» **Page excerpt**
A five-month test-flight of Athens` new 658 billion drachma ($1.7 billion) airport is in full swing – and it is the capital`s citizens who are in the cockpit…

A five-month test-flight of Athens` new 658 billion drachma ($1.7 billion) airport is in full swing – and it is the capital`s citizens who are in the cockpit.

Ahead of its planned March 1, 2001 opening, an intensive trial period began on October 3 with virtual passengers – that is, hand-chosen individuals who are invited to Live the experience, help improve the process by sampling the services of the facility at Spata<.>, east of Athens, for a day.

A research company has been hired to put together groups of people, with a certain demographic profile and half of whom must possess a good knowledge of English, who are then asked to spend seven hours at the Athens International Airport Eleftherios Venizelos. The more than 3,500 men and women, aged 20 to 60, are each given a gift voucher worth 90,000 drachmas for playing the role of travelling guinea pig.

As Panos Alevras, head of the trial known as Evaluation and Monitoring of Operational Readiness plus Airport Transfer (EMORAT) explained, the procedure is a meticulous one and the aim is to uncover any possible problems before the airport -which was handed over in early October, five months ahead of schedule- begins actual operation.

This is the first time such a long trial period is being carried out at a new airport, he said.

The reason is so that we avoid problems which have been experienced by other airports like those of Hong Kong and Kuala Lumpur.

» **The exercise**
Copy out the whole passage above about the trial run of Athens' new airport, word for word.

» **Given entries**
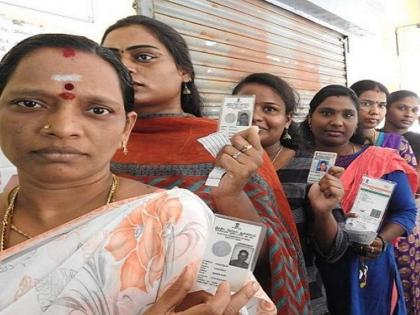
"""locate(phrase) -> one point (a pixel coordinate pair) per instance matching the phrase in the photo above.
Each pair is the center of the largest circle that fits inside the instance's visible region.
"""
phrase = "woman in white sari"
(76, 239)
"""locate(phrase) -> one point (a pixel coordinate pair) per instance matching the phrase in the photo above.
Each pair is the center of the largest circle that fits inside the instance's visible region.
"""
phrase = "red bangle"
(384, 243)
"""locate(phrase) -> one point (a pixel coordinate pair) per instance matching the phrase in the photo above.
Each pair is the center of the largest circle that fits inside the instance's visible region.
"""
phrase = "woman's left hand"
(240, 160)
(373, 250)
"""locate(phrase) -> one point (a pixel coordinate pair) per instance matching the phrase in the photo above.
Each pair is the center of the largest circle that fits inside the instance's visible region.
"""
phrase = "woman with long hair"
(168, 129)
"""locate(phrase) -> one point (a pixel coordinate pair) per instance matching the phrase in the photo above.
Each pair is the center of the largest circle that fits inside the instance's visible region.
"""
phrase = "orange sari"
(163, 151)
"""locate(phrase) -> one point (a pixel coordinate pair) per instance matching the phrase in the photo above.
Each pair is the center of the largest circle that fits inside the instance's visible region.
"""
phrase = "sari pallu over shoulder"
(164, 152)
(115, 260)
(374, 162)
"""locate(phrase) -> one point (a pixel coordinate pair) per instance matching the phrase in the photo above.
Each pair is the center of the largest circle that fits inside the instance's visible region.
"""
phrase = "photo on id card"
(321, 163)
(231, 253)
(369, 206)
(236, 114)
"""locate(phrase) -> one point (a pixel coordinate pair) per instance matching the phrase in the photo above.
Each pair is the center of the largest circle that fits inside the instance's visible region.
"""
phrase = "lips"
(334, 133)
(57, 154)
(407, 122)
(372, 121)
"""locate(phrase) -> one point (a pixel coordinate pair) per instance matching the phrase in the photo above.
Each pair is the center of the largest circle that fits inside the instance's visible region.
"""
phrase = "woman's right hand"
(201, 303)
(326, 194)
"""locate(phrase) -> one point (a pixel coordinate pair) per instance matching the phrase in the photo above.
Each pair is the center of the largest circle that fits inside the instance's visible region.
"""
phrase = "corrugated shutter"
(229, 39)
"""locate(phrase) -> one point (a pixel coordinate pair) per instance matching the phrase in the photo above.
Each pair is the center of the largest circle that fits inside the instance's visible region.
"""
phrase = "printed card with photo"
(231, 253)
(236, 114)
(321, 162)
(369, 206)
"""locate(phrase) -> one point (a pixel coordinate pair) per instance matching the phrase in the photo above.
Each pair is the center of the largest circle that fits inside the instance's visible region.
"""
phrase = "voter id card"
(369, 206)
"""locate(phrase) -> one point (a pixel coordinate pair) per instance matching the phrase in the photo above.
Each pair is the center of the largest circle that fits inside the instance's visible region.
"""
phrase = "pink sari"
(115, 260)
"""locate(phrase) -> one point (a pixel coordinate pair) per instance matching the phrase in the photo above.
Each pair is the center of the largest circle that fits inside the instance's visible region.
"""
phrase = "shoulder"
(129, 188)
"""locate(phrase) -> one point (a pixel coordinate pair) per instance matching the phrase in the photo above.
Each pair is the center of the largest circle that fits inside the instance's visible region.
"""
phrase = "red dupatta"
(163, 151)
(373, 162)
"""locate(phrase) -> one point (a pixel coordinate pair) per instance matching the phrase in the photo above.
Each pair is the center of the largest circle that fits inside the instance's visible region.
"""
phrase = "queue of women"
(112, 215)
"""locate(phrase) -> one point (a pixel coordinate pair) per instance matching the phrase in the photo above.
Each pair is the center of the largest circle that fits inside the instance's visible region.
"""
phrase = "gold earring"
(186, 90)
(124, 148)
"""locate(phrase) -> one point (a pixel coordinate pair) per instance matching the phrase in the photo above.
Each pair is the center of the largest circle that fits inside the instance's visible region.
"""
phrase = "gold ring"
(236, 155)
(246, 147)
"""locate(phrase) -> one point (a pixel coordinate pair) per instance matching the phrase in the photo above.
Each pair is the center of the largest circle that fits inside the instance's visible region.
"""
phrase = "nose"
(374, 109)
(63, 123)
(257, 117)
(336, 121)
(128, 64)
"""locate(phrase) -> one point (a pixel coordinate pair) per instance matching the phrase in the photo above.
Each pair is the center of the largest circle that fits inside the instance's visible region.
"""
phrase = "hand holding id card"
(232, 252)
(236, 114)
(369, 206)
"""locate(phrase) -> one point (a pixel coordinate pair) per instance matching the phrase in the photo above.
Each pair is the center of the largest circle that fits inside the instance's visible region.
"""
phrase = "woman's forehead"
(62, 64)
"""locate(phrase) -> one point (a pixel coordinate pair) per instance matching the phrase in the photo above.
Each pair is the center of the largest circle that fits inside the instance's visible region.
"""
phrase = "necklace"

» **Complete answer**
A five-month test-flight of Athens` new 658 billion drachma ($1.7 billion) airport is in full swing – and it is the capital`s citizens who are in the cockpit…

A five-month test-flight of Athens` new 658 billion drachma ($1.7 billion) airport is in full swing – and it is the capital`s citizens who are in the cockpit.

Ahead of its planned March 1, 2001 opening, an intensive trial period began on October 3 with virtual passengers – that is, hand-chosen individuals who are invited to Live the experience, help improve the process by sampling the services of the facility at Spata<.>, east of Athens, for a day.

A research company has been hired to put together groups of people, with a certain demographic profile and half of whom must possess a good knowledge of English, who are then asked to spend seven hours at the Athens International Airport Eleftherios Venizelos. The more than 3,500 men and women, aged 20 to 60, are each given a gift voucher worth 90,000 drachmas for playing the role of travelling guinea pig.

As Panos Alevras, head of the trial known as Evaluation and Monitoring of Operational Readiness plus Airport Transfer (EMORAT) explained, the procedure is a meticulous one and the aim is to uncover any possible problems before the airport -which was handed over in early October, five months ahead of schedule- begins actual operation.

This is the first time such a long trial period is being carried out at a new airport, he said.

The reason is so that we avoid problems which have been experienced by other airports like those of Hong Kong and Kuala Lumpur.